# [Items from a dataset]
↓

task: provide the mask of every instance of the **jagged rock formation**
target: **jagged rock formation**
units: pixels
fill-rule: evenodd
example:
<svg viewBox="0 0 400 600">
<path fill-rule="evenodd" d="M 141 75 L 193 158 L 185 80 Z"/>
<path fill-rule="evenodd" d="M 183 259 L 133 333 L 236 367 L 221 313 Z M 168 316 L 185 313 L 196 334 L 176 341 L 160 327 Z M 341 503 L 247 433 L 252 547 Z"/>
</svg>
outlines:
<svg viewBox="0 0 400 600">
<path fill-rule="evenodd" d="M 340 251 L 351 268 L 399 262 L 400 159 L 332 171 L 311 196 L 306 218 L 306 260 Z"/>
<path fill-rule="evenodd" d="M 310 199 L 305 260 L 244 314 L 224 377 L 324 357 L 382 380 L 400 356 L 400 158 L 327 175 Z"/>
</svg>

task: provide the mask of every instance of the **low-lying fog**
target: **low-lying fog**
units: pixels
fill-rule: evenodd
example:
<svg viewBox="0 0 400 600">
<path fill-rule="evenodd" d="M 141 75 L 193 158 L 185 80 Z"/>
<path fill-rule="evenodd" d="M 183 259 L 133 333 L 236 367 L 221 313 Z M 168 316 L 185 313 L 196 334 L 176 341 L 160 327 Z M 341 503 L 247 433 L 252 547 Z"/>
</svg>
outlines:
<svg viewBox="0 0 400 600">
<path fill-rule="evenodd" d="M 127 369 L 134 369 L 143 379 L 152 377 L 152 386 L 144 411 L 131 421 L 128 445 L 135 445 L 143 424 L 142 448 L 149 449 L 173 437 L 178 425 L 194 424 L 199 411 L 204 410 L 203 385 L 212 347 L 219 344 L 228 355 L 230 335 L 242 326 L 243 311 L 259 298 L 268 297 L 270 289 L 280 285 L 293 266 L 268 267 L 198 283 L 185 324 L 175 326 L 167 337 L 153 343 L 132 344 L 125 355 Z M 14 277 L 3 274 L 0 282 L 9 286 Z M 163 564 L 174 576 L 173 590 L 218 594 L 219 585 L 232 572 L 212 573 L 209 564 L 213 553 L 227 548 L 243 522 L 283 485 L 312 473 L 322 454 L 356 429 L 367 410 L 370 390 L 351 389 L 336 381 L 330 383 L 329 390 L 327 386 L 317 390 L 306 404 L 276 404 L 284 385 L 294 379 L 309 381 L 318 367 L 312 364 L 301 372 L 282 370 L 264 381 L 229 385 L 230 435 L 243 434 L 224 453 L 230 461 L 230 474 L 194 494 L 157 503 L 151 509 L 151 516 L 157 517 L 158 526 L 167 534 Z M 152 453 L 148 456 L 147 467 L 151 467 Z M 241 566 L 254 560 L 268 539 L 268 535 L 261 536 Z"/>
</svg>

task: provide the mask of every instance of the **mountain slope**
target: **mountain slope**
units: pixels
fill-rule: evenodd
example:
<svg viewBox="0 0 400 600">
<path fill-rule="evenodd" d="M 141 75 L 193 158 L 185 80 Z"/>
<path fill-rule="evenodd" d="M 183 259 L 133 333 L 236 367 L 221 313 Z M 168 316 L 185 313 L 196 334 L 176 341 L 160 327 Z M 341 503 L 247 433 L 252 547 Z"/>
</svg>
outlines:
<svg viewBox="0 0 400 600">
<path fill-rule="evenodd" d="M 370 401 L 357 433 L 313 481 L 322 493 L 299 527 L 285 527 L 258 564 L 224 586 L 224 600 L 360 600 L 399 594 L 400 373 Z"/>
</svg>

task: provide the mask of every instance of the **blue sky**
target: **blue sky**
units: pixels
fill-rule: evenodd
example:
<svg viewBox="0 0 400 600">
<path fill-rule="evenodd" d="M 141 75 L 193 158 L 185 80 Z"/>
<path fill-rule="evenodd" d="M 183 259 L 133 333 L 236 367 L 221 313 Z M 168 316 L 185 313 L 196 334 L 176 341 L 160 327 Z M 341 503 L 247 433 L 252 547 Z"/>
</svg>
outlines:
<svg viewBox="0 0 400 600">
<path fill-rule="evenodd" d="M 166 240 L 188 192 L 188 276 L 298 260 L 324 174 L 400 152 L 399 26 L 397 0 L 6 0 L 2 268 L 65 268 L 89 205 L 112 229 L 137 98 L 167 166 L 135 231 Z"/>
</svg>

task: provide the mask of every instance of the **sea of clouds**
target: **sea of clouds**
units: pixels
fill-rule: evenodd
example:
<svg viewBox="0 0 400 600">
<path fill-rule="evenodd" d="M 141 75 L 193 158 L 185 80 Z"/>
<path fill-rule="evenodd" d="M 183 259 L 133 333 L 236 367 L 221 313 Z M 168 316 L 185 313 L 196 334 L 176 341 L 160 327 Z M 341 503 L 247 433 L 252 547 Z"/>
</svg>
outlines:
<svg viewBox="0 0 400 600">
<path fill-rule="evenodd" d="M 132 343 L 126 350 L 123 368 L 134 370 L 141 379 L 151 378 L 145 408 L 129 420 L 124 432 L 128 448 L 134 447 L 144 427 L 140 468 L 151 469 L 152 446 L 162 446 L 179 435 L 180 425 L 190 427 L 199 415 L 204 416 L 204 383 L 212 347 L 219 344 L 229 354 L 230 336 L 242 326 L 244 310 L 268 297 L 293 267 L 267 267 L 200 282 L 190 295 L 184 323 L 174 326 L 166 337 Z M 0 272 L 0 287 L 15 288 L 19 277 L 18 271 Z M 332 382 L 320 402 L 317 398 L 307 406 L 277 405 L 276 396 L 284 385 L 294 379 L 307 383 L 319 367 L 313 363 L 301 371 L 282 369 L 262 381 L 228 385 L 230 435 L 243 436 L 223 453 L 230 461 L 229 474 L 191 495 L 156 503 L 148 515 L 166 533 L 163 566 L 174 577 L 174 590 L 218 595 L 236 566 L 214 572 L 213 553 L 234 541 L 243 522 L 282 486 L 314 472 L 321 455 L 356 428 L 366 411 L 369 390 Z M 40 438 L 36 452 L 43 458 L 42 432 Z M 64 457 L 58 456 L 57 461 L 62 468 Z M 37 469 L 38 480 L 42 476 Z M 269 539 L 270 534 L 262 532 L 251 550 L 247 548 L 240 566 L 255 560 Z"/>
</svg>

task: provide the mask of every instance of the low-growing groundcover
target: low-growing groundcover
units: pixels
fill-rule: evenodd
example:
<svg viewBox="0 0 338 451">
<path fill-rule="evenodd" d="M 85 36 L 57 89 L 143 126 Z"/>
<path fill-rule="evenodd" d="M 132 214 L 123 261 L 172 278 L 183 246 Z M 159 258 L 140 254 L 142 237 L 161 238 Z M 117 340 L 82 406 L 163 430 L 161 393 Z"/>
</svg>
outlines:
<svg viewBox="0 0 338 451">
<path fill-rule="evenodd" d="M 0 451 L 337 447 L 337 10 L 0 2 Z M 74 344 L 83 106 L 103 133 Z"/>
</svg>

↑

# [INSTRUCTION]
Which lines in the rows above contain the string "task"? Gather every one of them, treating uppercase and lowercase as different.

# [FULL RESPONSE]
task: provide the mask of every instance of the **jagged rock formation**
task: provide the mask of every instance of the **low-lying fog**
task: provide the mask of every instance of the **mountain slope**
task: provide the mask of every instance of the **blue sky**
task: provide the mask of every instance of the **sea of clouds**
task: provide the mask of every instance of the low-growing groundcover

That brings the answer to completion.